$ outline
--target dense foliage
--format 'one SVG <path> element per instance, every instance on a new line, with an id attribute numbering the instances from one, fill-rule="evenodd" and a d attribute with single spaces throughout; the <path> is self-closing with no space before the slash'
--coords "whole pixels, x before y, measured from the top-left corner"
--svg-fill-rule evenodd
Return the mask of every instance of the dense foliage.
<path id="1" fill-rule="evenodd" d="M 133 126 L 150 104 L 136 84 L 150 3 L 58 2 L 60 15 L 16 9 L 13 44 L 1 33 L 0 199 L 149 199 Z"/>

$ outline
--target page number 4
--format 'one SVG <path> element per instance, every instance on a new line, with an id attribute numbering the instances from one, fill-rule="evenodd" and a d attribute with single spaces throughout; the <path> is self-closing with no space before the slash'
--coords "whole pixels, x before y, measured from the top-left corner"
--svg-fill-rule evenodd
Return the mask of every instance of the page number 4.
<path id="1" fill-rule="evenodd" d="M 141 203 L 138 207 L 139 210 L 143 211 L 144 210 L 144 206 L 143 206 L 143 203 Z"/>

===============

THE EXERCISE: Give the lines above as a two-column CSV with the header input,output, with one row for each set of lines: the set goes in the input column and its answer goes in the output column. Put every field in quotation marks and replace its line breaks with spaces.

RESPONSE TO THE EXERCISE:
input,output
"$ outline --target dense foliage --format 'one SVG <path> element per instance, every instance on a new line, with an id attribute numbering the instances from one, fill-rule=""evenodd"" and a d attribute with single spaces throughout; the <path> is self-closing with no space before the slash' --coords ""whole pixels, x before y, measured from the top-left corner"" --svg-fill-rule evenodd Return the mask of every instance of the dense foliage.","<path id=""1"" fill-rule=""evenodd"" d=""M 133 126 L 150 104 L 136 84 L 150 3 L 58 2 L 60 15 L 16 9 L 13 44 L 1 33 L 0 199 L 149 199 Z""/>"
"$ outline --target page number 4 --format 'one SVG <path> element per instance, every instance on a new line, with an id attribute numbering the instances from one, fill-rule=""evenodd"" and a d attribute with single spaces throughout; the <path> is self-closing with no space before the slash' --coords ""whole pixels, x before y, measured from the top-left corner"" --svg-fill-rule evenodd Return the mask of every instance of the page number 4.","<path id=""1"" fill-rule=""evenodd"" d=""M 141 203 L 138 207 L 139 210 L 143 211 L 144 210 L 144 206 L 143 206 L 143 203 Z""/>"